TASK LIST:
1) In the snapshot passage, condense the paragraph beginning "Also, qemu comes with the qemu-guest-agent software" into a short bulleted list that keeps its main facts.
2) Supply what comes next in the snapshot passage, starting after its last sentence.

EXTRACT TO READ:
You can read more about this in the EVE Guest Agent proposal.

Controller-Initiated snapshot

For Controller-Initiated snapshot, we, as in the case of VM-initiated snapshot, must have an agent running as a daemon on the VM.
And there is no way around it. The only difference will be that in place with the create or rollback command, we will also have to send
a list/script with commands for the guest VM from the controller. This list of commands will also be set by the user, and it is assumed
that these will be ordinary commands for running on the VM, which will be performed before and after snapshot operations to ensure
consistent snapshots.

Qemu-guest-agent fsfreeze command

Also, qemu comes with the qemu-guest-agent software, which is available for Linux and Windows. The agent runs as a daemon and
communicates with the host via the virtio or AF_VSOCK serial port. Qemu-guest-agent allows the VM side to execute sync/fsfreeze/fs-thaw
or any other command sent by the host. This can be considered as a potential solution for the Controller-Initiated snapshot approach,
or as a basis for the development of eve-guest-agent

First, EVE will send user commands to the VM to put the application into for create snapshot/backup state. After the command
is successfully executed, EVE will begin the snapshot creation or rollback procedure. Next EVE send
 fsfreeze command

Once such a command is received by the daemon, it would flush the guest file system and temporarily freeze it. That
would ensure that the snapshot is consistent and once we are rolled back to it, there will be no
fsck problems.

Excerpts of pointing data
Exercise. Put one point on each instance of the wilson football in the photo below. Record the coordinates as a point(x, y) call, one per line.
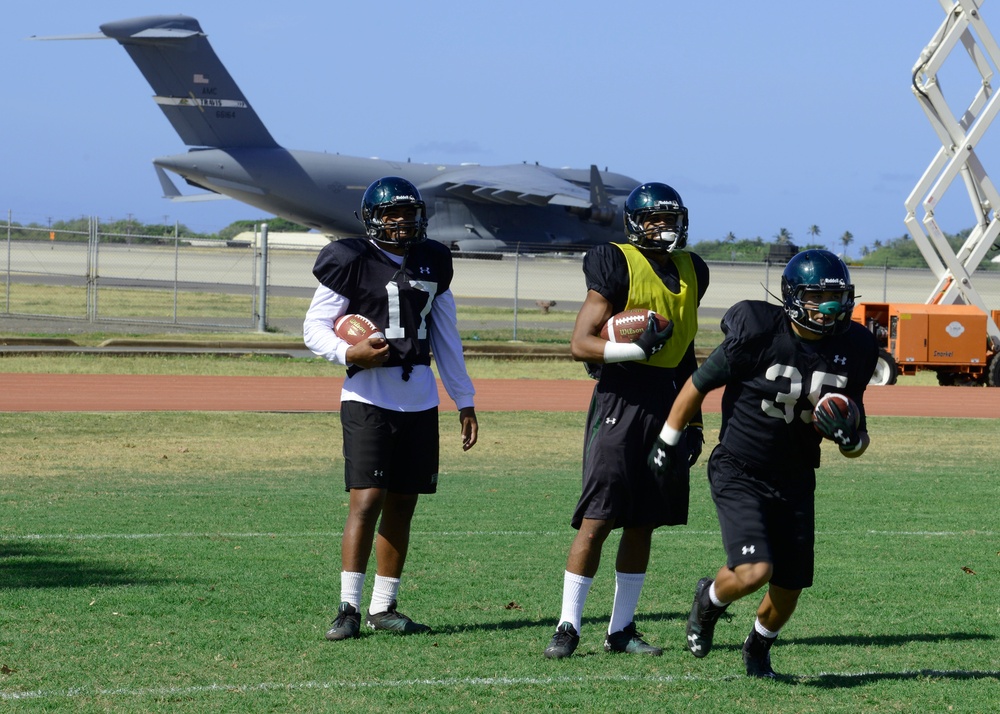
point(352, 328)
point(839, 406)
point(628, 325)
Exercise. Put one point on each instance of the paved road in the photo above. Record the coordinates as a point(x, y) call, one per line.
point(100, 393)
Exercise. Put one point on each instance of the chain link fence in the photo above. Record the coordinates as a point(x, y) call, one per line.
point(102, 277)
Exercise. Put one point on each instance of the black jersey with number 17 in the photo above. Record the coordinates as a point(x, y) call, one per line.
point(396, 298)
point(777, 377)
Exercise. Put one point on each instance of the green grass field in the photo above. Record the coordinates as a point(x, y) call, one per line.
point(189, 562)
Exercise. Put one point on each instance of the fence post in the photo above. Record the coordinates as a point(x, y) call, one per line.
point(262, 287)
point(177, 262)
point(517, 274)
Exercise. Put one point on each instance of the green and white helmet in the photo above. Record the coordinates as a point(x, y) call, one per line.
point(655, 200)
point(393, 192)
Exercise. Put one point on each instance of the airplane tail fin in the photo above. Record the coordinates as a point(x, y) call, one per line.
point(191, 85)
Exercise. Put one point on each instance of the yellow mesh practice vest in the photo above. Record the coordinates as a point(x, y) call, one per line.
point(646, 290)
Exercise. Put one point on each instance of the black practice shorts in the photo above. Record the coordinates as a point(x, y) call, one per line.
point(617, 483)
point(397, 451)
point(765, 518)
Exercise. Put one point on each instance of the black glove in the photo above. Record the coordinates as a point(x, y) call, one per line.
point(663, 459)
point(652, 340)
point(842, 429)
point(694, 438)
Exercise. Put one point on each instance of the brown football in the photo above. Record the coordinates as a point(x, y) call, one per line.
point(352, 328)
point(626, 326)
point(837, 405)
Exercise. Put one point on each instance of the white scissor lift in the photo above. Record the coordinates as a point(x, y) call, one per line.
point(948, 334)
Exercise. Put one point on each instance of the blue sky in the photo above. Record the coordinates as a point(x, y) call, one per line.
point(762, 115)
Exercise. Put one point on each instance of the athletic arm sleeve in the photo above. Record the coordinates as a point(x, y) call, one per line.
point(446, 346)
point(317, 328)
point(713, 373)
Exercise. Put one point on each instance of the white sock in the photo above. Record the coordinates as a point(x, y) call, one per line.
point(383, 594)
point(714, 597)
point(764, 632)
point(627, 589)
point(575, 589)
point(351, 585)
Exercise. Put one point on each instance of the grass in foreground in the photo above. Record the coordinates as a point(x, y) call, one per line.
point(188, 562)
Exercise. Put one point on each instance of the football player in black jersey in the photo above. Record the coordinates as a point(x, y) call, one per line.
point(775, 362)
point(652, 271)
point(389, 401)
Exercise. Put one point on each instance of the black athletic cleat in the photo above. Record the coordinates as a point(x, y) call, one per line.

OUTPUTS IN ORDER:
1)
- Qemu ships with qemu-guest-agent, available for Linux and Windows.
- The agent runs as a daemon and talks to the host over the virtio or AF_VSOCK serial port.
- It lets the VM run sync, fsfreeze, fs-thaw, or any other command the host sends.
- It could serve as a solution for Controller-Initiated snapshots or as a basis for eve-guest-agent.

2)
From the guest side, this is achieved with the FIRFREEZE syscall. A subsequent FITHAW will allow the writes again.

The steps for this are rough as follows:

  1. Receive a command from the controller to create or rollback a snapshot;
  2. EVE sends a command to qemu-guest-agent to put the application into for create snapshot/backup state;
  3. qemu-guest-agent executes some command or script;
  4. EVE checking the state of the file system in the VM;
  5. EVE checking sure the file system is working normally;
  6. EVE checking flush RAM to disk and freeze the file system in the VM;
  7. EVE checking sure the file system in the VM is frozen;
  8. EVE create a new snapshot or rollback to an existing snapshot;
  9. After completing the command for snapshot, EVE send the command to unfreeze the file system in the VM;
  10. EVE checking sure that the file system is unfrozen and works normally;
  11. EVE sends a command to qemu-guest-agent to put the application into a normal state.
  12. qemu-guest-agent executes some command or script;
  13. EVE sends up-to-date information to the controller.
  14. VM goes back to normal updating of their volume.

*Between step-6 and step-10 the guest can not do updates.

A similar process can be implemented through the EVE Guest Agent, which also will allow you to support work with snapshots and with the initiator - VM.

Implementing a plan of snapshot functionality in EVE

The implementation of snapshots in EVE is divided into two parts.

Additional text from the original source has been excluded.